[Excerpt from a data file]
* Start *
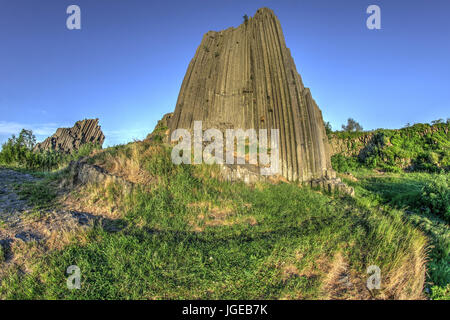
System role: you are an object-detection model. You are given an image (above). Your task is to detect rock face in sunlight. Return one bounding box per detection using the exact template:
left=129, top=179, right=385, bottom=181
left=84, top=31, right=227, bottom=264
left=169, top=8, right=335, bottom=182
left=36, top=119, right=105, bottom=153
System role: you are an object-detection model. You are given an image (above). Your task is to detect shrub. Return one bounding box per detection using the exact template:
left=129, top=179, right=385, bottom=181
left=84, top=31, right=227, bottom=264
left=420, top=175, right=450, bottom=223
left=331, top=154, right=361, bottom=172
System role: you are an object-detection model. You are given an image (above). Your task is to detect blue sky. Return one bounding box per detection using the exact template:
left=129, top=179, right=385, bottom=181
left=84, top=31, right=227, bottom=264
left=0, top=0, right=450, bottom=145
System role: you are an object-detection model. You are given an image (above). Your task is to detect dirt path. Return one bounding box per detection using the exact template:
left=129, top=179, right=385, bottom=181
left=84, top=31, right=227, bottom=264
left=0, top=168, right=101, bottom=260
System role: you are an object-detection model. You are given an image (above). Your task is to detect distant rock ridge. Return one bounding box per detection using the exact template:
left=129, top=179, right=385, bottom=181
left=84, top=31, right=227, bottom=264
left=35, top=119, right=105, bottom=153
left=169, top=8, right=335, bottom=182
* End *
Task description >>
Switch "object-detection model" to "detection system" throughout the listing and write the listing out again with nothing else changed. Leave the pictures out.

Result of the exercise >>
System role: you are an detection system. You are given an image (above). Your task is to detect rock face in sunlight. Return one bounding box per detection using the exact template:
left=129, top=179, right=385, bottom=181
left=84, top=31, right=227, bottom=264
left=169, top=8, right=335, bottom=182
left=36, top=119, right=105, bottom=153
System role: you are an detection system. You are given an image (above). Your task is to detect shrub. Return one bounding box per detection using the exact template:
left=129, top=179, right=385, bottom=181
left=84, top=31, right=227, bottom=264
left=420, top=175, right=450, bottom=223
left=331, top=154, right=361, bottom=172
System role: you are an detection system. You are given an image (above). Your task is to detect blue sky. Return one bounding box per detection using the exact template:
left=129, top=179, right=385, bottom=181
left=84, top=31, right=227, bottom=264
left=0, top=0, right=450, bottom=145
System role: you are an detection system. You are given an image (above). Your task is to detect dirt path. Return one bounding box per detection using the exact template:
left=129, top=179, right=385, bottom=181
left=84, top=31, right=227, bottom=264
left=0, top=168, right=101, bottom=260
System role: you are an detection system. You are given an image (above). Your task is to detect distant rock ridge. Return one bounding box per detection using the exact template:
left=129, top=179, right=385, bottom=181
left=84, top=31, right=227, bottom=264
left=35, top=119, right=105, bottom=153
left=169, top=8, right=335, bottom=182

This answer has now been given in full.